**Görev ayrıntıları**
Aşağıdaki kayıtların ilk satırıyla başlayıp "[1274,341,1312,385]" geçen satırla biten bölümünü, iki uçtaki satırlar da dahil, hiç değiştirmeden alıntılayın.

··········

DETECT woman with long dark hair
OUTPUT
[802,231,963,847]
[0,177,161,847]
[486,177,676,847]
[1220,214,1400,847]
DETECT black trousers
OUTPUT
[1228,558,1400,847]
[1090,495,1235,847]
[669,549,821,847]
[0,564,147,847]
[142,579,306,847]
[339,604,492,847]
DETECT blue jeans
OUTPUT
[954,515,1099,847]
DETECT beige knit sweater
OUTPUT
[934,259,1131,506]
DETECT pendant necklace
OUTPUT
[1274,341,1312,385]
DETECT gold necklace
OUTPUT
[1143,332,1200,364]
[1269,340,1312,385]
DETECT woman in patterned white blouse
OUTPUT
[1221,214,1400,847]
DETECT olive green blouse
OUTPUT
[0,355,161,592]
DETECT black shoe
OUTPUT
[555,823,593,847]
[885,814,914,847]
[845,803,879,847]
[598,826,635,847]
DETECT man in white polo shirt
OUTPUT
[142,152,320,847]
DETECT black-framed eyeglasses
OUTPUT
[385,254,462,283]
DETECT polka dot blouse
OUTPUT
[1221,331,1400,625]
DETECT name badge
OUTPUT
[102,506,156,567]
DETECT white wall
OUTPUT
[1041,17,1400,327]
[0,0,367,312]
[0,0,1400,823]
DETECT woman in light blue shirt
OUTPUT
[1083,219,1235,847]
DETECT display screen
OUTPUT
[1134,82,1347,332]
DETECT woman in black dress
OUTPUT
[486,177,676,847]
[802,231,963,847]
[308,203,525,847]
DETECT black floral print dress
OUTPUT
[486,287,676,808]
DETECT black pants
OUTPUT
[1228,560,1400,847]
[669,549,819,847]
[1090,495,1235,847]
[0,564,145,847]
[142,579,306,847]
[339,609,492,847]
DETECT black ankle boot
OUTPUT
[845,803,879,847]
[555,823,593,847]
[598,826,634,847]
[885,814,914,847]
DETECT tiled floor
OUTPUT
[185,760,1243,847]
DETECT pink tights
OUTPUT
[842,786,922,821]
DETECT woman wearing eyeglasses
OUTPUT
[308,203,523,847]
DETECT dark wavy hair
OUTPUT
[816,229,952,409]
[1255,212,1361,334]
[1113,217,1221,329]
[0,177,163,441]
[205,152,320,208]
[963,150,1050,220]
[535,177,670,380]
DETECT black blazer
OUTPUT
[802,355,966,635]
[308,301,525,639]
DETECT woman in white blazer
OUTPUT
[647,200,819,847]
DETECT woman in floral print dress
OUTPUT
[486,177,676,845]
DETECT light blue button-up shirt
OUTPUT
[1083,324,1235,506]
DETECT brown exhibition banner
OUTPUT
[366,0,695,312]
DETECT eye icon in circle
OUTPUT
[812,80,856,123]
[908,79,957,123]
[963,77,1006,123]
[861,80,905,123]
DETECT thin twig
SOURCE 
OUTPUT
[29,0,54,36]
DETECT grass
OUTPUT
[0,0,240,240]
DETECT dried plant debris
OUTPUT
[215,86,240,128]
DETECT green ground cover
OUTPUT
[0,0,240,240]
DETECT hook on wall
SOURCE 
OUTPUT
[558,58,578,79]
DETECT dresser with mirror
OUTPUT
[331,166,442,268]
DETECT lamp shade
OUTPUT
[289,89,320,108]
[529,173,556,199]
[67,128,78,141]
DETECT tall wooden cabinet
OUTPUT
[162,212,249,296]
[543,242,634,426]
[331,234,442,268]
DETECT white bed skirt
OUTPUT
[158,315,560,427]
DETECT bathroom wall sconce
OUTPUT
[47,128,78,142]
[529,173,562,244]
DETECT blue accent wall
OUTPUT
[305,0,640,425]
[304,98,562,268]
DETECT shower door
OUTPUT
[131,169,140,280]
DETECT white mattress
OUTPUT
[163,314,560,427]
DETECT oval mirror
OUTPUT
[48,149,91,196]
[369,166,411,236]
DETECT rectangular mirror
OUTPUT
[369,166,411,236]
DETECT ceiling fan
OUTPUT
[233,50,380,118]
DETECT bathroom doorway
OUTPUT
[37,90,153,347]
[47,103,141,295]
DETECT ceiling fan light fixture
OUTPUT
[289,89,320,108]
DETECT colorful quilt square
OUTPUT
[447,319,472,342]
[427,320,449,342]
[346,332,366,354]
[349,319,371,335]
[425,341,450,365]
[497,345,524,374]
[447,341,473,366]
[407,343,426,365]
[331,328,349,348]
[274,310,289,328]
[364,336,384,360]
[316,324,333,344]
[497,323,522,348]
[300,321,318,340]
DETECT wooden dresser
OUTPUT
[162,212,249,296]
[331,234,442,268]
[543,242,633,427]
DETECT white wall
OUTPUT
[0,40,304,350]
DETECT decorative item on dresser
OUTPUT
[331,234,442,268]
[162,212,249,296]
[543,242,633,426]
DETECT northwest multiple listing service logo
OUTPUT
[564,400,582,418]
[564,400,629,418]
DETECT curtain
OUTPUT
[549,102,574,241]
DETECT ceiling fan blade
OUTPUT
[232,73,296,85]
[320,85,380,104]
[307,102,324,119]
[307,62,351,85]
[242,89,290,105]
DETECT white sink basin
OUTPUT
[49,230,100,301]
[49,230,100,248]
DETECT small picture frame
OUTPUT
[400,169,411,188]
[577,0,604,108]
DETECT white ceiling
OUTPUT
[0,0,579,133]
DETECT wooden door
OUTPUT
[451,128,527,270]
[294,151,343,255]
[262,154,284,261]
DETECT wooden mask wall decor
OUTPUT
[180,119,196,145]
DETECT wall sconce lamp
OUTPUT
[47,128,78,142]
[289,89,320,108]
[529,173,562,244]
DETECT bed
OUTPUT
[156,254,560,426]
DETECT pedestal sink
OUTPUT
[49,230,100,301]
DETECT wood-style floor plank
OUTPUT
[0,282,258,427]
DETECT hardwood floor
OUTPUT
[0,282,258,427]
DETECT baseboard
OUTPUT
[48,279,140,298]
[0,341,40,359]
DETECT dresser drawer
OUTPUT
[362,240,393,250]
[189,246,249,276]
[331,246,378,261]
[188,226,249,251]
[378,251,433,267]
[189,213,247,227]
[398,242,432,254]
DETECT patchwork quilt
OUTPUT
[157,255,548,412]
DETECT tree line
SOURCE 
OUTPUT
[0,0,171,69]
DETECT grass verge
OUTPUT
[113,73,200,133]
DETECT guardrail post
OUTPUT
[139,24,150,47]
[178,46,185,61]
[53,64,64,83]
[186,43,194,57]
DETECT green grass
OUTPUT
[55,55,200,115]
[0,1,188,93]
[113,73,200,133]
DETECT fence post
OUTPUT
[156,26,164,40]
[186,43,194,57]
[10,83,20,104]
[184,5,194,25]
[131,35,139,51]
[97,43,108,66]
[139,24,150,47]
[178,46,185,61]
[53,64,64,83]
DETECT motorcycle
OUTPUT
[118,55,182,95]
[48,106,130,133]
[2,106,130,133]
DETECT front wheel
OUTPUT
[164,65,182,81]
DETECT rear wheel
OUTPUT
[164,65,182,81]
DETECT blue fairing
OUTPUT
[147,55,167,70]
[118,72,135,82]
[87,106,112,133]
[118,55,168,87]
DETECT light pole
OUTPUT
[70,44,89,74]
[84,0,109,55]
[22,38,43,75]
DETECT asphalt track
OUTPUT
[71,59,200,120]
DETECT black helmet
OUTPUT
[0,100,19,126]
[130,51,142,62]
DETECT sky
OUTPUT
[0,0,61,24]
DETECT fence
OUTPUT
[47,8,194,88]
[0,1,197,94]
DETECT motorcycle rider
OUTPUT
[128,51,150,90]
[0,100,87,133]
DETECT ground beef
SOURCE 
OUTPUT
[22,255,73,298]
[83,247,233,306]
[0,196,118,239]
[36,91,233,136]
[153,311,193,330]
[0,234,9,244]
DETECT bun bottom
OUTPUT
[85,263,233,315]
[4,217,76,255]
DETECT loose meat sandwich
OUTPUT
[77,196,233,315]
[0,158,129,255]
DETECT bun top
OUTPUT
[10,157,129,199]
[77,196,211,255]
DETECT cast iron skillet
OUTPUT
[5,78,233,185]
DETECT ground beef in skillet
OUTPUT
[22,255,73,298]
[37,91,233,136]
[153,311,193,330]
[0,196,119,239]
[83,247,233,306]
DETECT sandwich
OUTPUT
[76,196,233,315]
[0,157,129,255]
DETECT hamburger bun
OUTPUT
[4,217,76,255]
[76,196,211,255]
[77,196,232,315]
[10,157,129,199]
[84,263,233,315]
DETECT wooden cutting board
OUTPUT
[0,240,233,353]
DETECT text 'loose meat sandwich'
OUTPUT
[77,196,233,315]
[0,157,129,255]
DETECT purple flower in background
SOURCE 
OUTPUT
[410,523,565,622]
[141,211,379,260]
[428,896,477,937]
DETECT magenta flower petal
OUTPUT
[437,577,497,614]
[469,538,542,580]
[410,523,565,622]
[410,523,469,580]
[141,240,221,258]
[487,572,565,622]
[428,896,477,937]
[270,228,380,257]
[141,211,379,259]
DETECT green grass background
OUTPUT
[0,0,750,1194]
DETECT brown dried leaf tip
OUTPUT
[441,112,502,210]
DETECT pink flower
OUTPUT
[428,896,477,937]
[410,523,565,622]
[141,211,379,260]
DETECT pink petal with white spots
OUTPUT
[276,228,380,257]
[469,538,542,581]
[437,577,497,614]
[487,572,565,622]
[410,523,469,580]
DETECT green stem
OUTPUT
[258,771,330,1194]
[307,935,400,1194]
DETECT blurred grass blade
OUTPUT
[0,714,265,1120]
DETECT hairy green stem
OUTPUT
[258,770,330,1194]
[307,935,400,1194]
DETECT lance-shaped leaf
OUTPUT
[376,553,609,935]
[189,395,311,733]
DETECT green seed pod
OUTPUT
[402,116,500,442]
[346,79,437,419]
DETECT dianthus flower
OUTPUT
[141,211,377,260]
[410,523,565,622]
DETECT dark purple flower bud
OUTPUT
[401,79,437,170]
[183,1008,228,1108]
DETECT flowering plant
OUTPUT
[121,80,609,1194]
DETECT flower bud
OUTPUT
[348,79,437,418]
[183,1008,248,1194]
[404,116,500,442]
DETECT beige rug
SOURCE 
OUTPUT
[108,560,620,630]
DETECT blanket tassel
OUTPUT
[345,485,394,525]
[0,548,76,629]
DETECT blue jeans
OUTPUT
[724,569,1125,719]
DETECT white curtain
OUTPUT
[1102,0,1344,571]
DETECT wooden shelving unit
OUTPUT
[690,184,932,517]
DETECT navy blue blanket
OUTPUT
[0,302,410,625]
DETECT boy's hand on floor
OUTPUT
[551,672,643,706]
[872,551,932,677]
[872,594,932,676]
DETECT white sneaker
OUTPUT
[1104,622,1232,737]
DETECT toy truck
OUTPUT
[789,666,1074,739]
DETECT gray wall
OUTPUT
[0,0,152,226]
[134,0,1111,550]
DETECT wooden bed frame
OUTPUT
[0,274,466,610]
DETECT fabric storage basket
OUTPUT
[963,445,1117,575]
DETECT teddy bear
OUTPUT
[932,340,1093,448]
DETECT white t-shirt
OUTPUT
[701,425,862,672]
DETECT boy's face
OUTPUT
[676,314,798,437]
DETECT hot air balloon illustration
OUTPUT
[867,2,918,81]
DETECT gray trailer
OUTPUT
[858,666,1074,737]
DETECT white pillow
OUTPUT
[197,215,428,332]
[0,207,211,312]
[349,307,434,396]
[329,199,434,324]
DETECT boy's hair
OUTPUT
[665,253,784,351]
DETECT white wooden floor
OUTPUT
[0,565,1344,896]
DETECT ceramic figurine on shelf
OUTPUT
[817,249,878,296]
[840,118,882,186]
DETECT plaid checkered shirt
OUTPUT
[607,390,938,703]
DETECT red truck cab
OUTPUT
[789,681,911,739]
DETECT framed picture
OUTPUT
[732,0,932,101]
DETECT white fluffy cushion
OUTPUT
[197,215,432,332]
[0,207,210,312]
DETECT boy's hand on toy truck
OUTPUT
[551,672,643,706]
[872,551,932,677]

··········

**Yanıt**
DETECT woman with long dark hair
OUTPUT
[802,231,963,847]
[0,177,161,847]
[486,177,676,847]
[1220,214,1400,847]
DETECT black trousers
OUTPUT
[1228,558,1400,847]
[1090,495,1235,847]
[669,549,821,847]
[0,564,147,847]
[142,579,306,847]
[339,604,492,847]
DETECT blue jeans
OUTPUT
[954,515,1099,847]
DETECT beige knit sweater
OUTPUT
[934,259,1131,506]
DETECT pendant necklace
OUTPUT
[1274,341,1312,385]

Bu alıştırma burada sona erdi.